Objets en quartzite ferrugineux provenant du site ElCw-008.

Un endroit abrité pour travailler la pierre

Le site ElCw-008 a été découvert en 2004 par une équipe d’archéologues dans le cadre d’un inventaire. Les analyses sur le terrain ont mis en relief l’intérêt des occupants pour cette pierre aux beaux reflets, qu’ils adoptent pour la fabrication des outils et d’accessoires de chasse. On a trouvé du quartzite dans d’autres sites de la Romaine, ce qui indique que l’ensemble du bassin de la rivière faisait partie de leur domaine. Ces gens ont aussi utilisé, dans une moindre mesure, un quartzite plus grisâtre. Outre leur intérêt pour le quartzite, ils ont choisi ce lieu d’arrêt pour ses qualités d’hospitalité.

Fouille du site du peuple du quartzite (ElCw-008) / Vue aérienne du site occupé par le peuple de la quartzite (site ElCw-008) sur la Romaine.

▶ Tâche 1
Selon l'extrait sur le site ElCw-008, en quelle année ce site a-t-il été découvert ?
▶ Tâche 2
Rédigez la suite de l'extrait sur le site ElCw-008 à partir de sa dernière phrase.

▶ Matériel fourni

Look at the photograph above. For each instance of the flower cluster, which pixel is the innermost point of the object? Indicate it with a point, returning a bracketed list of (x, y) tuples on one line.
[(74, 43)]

▶ Réponse 1
En 2004.

▶ Réponse 2
Le site se trouve en rive droite de la rivière Romaine (PK 285), en amont d’un grand méandre où se jette la rivière aux Sauterelles. Le débit de la rivière est légèrement plus fort en amont et plus faible en aval. L’emplacement est donc situé dans un tronçon à débit moyen du cours d’eau où la navigation est aisée. Face au site, un îlet offre une protection contre les vents et crée une voie navigable de faible courant.

Les gens qui ont travaillé le quartzite ont sans doute été attirés par l’aspect des lieux, caractérisés par la présence d’une île devant et d’une terrasse derrière. Ils ont dû apprécier la facilité d’accès à la rivière et à ses ressources. De plus, la rive forme une pointe à cet endroit ; cette bande de terre plate qui avance dans la rivière facilite l’aménagement des campements, sans nuire à la visibilité vers le nord et le sud depuis la terrasse supérieure. Autre atout des lieux, les nombreux tributaires de la Romaine situés à proximité donnent accès à d’autres bassins versants riches en ressources fauniques. L’endroit présente ainsi plusieurs avantages qui, à cette époque ancienne, rendaient les séjours productifs.

L’explorateur Albert Peter Low, à la fin du XIXe siècle, mentionne que les Innus qui fréquentent le bassin supérieur de la rivière Romaine évoquent l’abondance d’anguilles et de ouananiches. L’explorateur indique aussi que la lotte de la Romaine s’avère essentielle à la survie des Amérindiens l’hiver. Ce poisson est commun dans les lacs profonds de ce secteur.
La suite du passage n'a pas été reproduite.